### Written request
Print everything from the line containing "[ detect ] red tent fabric" down to the end of the records, word for word, omitting any pictures.

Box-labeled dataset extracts
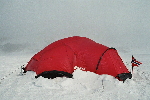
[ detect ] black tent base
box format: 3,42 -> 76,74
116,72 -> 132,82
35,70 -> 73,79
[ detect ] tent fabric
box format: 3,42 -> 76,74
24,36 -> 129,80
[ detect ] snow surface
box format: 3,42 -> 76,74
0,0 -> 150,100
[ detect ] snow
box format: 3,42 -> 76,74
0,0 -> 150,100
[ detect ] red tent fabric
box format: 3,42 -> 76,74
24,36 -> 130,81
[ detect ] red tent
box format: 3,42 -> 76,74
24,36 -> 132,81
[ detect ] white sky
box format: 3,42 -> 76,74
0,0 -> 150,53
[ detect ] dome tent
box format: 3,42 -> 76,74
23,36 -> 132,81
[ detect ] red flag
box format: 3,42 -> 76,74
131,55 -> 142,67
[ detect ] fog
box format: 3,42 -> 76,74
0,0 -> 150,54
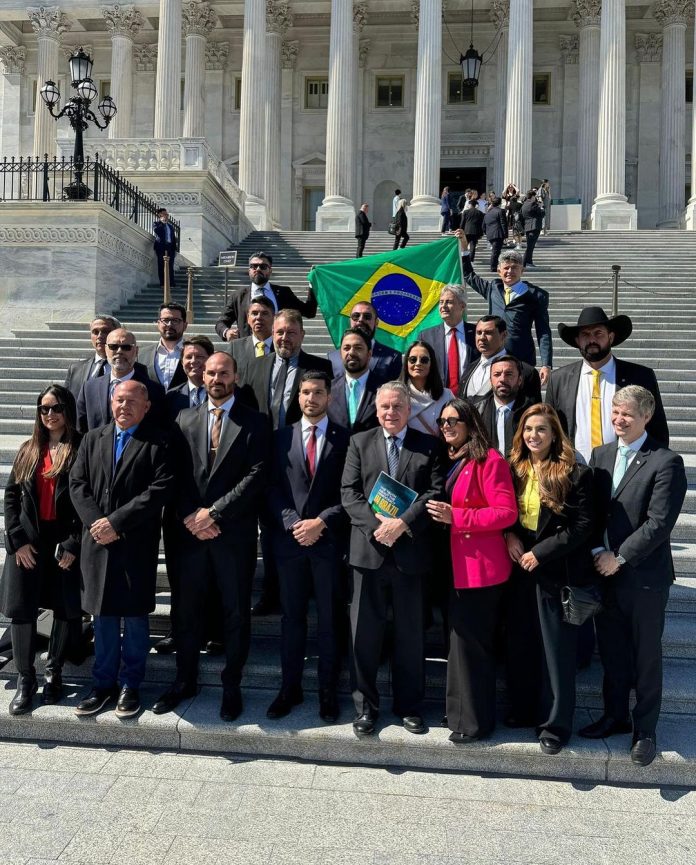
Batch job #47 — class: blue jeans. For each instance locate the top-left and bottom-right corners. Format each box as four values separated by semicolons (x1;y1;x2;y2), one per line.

### Expected output
[ detect ] red tent fabric
box format: 3,42 -> 76,74
24,36 -> 130,81
[ detect ] red tent
box format: 3,42 -> 76,74
24,36 -> 132,81
[ detect ] white sky
box format: 3,42 -> 76,74
0,0 -> 150,53
[ detect ] dome tent
box format: 3,42 -> 76,74
23,36 -> 132,81
[ detect ] red flag
box format: 3,42 -> 76,74
131,55 -> 142,67
[ detect ] fog
box format: 3,42 -> 76,74
0,0 -> 150,54
Batch job #47 — class: blue jeans. For each instance locate the top-left and bottom-right corners. Format each box as four values separated by semicolons (x1;y1;x2;y2), one per line.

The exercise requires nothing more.